(LISTED RECORDS Opens)
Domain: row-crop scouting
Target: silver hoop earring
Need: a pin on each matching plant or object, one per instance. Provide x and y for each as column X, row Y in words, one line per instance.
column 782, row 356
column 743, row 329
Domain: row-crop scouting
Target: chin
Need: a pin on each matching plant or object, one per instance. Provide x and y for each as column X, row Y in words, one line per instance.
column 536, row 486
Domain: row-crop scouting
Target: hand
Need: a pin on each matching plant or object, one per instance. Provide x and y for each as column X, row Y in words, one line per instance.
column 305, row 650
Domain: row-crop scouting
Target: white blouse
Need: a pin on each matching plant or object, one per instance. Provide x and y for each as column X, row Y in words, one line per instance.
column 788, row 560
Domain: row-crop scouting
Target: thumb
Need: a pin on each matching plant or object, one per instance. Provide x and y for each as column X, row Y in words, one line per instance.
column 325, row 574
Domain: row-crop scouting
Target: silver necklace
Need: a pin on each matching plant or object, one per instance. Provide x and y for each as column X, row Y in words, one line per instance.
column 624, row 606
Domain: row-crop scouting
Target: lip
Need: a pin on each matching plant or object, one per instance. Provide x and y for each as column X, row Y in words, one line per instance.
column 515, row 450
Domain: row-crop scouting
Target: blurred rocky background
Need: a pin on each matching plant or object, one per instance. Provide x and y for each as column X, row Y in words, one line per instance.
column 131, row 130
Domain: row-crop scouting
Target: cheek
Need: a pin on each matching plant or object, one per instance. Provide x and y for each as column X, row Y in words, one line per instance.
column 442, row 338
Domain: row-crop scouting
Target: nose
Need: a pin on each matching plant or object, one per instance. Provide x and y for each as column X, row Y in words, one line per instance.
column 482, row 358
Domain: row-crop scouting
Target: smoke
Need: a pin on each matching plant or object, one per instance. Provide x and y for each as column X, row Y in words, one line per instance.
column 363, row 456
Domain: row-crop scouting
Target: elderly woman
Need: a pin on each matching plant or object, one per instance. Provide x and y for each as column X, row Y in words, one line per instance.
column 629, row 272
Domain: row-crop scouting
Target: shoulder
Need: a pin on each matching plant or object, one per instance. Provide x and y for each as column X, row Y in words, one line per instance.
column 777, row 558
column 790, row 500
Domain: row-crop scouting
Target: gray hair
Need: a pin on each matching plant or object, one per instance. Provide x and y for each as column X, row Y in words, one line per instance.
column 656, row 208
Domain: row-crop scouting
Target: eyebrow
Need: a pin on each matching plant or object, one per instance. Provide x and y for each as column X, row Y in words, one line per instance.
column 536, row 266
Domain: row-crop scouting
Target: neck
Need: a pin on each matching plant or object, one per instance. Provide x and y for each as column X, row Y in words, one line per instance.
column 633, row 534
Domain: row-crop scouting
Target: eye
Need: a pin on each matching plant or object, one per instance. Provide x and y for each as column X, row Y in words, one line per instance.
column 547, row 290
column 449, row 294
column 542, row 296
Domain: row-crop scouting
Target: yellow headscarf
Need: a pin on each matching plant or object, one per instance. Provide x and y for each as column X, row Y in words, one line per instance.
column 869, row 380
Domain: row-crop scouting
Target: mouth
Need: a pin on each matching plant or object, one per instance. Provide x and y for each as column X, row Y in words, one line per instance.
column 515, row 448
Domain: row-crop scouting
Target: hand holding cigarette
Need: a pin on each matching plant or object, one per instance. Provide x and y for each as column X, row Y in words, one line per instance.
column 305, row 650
(LISTED RECORDS Closes)
Each line in the data that holds the string "hand" needs to be copied.

▸ RESULT FOR THIS EXERCISE:
Target: hand
Target: hand holding cigarette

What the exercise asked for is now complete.